*STATED EXERCISE:* Copy verbatim everything from the line containing "det: shoulder pad | locate" down to the end of the material, including both the first and last lines. Output only those lines.

*MATERIAL PROVIDED:*
* * * * * * *

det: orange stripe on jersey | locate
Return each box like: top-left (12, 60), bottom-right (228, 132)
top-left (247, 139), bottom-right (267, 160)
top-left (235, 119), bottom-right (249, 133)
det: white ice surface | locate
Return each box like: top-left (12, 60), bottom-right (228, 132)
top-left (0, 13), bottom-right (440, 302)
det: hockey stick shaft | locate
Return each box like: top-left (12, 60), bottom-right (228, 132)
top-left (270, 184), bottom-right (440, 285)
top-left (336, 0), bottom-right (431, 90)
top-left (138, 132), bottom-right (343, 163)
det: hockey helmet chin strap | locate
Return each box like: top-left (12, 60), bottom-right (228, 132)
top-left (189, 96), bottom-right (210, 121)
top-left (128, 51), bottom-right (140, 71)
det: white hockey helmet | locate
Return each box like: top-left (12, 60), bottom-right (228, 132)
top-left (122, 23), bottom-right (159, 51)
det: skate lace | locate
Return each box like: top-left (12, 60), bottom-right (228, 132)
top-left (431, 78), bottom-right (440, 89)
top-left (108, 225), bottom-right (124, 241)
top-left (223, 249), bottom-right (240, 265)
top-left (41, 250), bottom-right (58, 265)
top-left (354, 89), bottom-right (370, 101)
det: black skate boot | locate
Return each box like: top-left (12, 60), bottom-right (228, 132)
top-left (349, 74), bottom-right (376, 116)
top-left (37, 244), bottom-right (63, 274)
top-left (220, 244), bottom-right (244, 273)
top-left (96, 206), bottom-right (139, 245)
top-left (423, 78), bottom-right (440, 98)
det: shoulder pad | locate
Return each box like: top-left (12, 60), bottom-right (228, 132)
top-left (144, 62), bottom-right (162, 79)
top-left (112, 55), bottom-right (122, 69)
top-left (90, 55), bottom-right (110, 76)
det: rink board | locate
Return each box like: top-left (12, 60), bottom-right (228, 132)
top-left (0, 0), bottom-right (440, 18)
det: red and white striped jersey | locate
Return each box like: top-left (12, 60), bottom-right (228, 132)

* * * * * * *

*OUTPUT FOR THIS TASK:*
det: shoulder pad | locate
Return each box like: top-left (12, 60), bottom-right (228, 132)
top-left (144, 62), bottom-right (162, 79)
top-left (112, 55), bottom-right (122, 69)
top-left (90, 55), bottom-right (110, 76)
det: rink board | locate
Return each box like: top-left (12, 60), bottom-right (228, 132)
top-left (0, 0), bottom-right (440, 18)
det: red and white striped jersey | locate
Return each box like: top-left (12, 60), bottom-right (228, 132)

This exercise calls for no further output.